# WRITTEN TASK
Reproduce all records verbatim.

-----

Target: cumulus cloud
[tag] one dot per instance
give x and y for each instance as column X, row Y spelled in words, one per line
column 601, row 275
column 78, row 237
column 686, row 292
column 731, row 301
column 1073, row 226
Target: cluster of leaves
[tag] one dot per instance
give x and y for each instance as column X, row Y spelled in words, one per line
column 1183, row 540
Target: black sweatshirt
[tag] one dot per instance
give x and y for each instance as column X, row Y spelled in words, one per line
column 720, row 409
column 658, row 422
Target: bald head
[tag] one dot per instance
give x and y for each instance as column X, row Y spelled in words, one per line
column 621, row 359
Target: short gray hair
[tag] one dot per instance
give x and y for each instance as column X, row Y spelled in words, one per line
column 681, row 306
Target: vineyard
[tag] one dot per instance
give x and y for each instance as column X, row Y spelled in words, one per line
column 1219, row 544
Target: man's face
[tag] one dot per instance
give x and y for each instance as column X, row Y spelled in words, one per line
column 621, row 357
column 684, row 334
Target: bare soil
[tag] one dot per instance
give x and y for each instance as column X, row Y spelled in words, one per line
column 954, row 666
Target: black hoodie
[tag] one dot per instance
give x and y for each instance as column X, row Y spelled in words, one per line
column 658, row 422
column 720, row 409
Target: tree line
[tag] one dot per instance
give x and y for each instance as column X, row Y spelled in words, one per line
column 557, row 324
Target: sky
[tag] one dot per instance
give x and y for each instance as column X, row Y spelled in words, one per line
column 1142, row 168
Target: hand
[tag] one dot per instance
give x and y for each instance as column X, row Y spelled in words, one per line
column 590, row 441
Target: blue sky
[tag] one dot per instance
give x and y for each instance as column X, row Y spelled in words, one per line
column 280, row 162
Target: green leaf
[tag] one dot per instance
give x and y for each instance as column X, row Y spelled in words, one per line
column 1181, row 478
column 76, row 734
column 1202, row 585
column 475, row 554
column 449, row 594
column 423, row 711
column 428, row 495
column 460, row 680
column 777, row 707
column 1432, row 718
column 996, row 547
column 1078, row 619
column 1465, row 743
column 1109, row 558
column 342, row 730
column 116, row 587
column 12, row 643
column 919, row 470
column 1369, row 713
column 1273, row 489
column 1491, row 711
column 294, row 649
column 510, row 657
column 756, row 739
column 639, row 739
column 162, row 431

-----

# FINAL ANSWER
Target: cumulus cloud
[tag] one dot per instance
give x and y for each instance as column X, row Y spelled in words, one per line
column 601, row 275
column 78, row 237
column 686, row 292
column 731, row 301
column 1073, row 226
Target: cluster of leaves
[tag] one dot per instance
give x and y for each instance as column X, row Y spelled in words, one per line
column 1183, row 540
Target: black sweatshirt
[tag] one dot per instance
give x and y for each instance as column X, row Y spelled in words, one per line
column 720, row 409
column 658, row 422
Target: bald head
[tag] one dot per instance
give x and y for each instance as column X, row Y spelled in words, one per line
column 621, row 359
Target: short gray hair
[tag] one dot per instance
give x and y for each instance as column X, row Y spelled in words, one per line
column 681, row 306
Target: vineyard
[tag] one dot per instance
give x and y for each instance as column X, row Y spelled in words, one per line
column 1219, row 544
Target: man's face
[tag] one dot per instance
give x and y for each instance as column X, row Y spelled in words, one per line
column 621, row 357
column 684, row 334
Target: bare soil
[tag] one dot per instance
give x and y for each instance as column X, row Y spelled in words, one per line
column 954, row 666
Target: black hoodie
[tag] one dot per instance
give x and y for each instance as column X, row Y spelled in words, one per line
column 658, row 422
column 720, row 409
Target: tree line
[tag] one dot per instance
give x and y for each instance as column X, row Y spelled in words, one per line
column 557, row 324
Target: sky
[tag] one dot per instance
give x and y for each instance as column X, row Y spelled in words, one per line
column 1142, row 168
Target: hand
[tag] one dot per instance
give x and y for each instance as column X, row Y spelled in words, one per line
column 590, row 441
Target: blue sky
[tag] one dot per instance
give x and y for each instance as column X, row Y spelled in words, one per line
column 280, row 162
Target: green leaf
[tag] one dot per instance
give x and y for each instance as column X, row Y spelled in words, one per line
column 1181, row 478
column 76, row 734
column 1202, row 585
column 475, row 554
column 449, row 594
column 423, row 711
column 428, row 495
column 460, row 680
column 777, row 707
column 1432, row 718
column 996, row 547
column 1078, row 619
column 1465, row 743
column 1109, row 558
column 342, row 730
column 116, row 587
column 12, row 643
column 919, row 470
column 1369, row 713
column 1273, row 489
column 1491, row 711
column 294, row 649
column 510, row 657
column 756, row 739
column 639, row 739
column 162, row 431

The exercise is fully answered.